Task to complete: Express the rows below, from the line containing "Would you be able to indicate the overcast" through the end of the rows, inclusive, as a two-column CSV headed text and answer. Give one CSV line per row, put each field in quotes with its line breaks turned into spaces, and leave the pictures out.

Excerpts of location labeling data
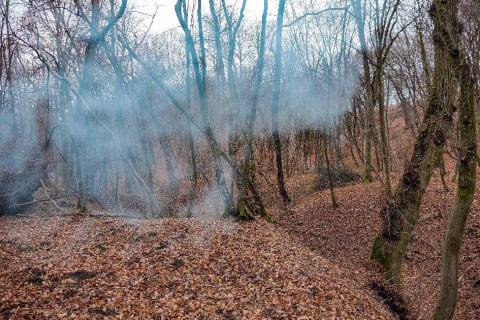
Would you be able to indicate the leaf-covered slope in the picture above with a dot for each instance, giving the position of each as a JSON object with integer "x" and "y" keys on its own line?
{"x": 94, "y": 267}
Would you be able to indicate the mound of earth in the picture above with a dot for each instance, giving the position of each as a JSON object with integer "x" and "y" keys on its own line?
{"x": 84, "y": 267}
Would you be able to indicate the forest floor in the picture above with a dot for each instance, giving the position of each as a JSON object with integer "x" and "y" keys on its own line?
{"x": 345, "y": 235}
{"x": 310, "y": 262}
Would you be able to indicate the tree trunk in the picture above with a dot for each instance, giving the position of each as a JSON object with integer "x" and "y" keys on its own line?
{"x": 464, "y": 197}
{"x": 401, "y": 214}
{"x": 275, "y": 104}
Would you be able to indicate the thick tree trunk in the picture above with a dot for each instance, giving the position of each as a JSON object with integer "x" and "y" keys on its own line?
{"x": 464, "y": 197}
{"x": 401, "y": 214}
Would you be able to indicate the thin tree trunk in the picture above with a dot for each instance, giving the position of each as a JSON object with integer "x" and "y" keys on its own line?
{"x": 276, "y": 102}
{"x": 401, "y": 214}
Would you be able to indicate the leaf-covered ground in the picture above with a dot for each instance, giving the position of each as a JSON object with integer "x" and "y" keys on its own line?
{"x": 345, "y": 235}
{"x": 84, "y": 267}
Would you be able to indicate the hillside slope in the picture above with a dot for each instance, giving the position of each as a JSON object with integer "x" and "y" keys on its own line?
{"x": 83, "y": 267}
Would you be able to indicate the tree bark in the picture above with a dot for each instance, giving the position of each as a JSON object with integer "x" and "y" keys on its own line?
{"x": 401, "y": 214}
{"x": 276, "y": 102}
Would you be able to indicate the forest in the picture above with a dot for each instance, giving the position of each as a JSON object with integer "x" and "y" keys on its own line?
{"x": 239, "y": 159}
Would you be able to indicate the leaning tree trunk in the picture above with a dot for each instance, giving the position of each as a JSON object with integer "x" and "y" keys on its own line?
{"x": 464, "y": 197}
{"x": 401, "y": 213}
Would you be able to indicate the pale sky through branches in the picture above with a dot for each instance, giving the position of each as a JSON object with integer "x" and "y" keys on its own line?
{"x": 166, "y": 18}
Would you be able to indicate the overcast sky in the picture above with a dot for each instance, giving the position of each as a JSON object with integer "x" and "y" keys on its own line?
{"x": 166, "y": 18}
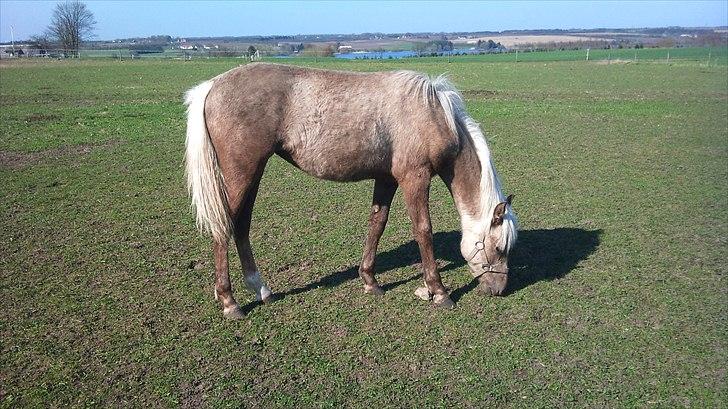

Output:
text,answer
"Would you be able to indicate the overcast sky in the picture above with a dot for each instance, giving the position of each as a JSON object with integer ""x"" and ""y"" keys on its own line?","{""x"": 166, ""y"": 18}"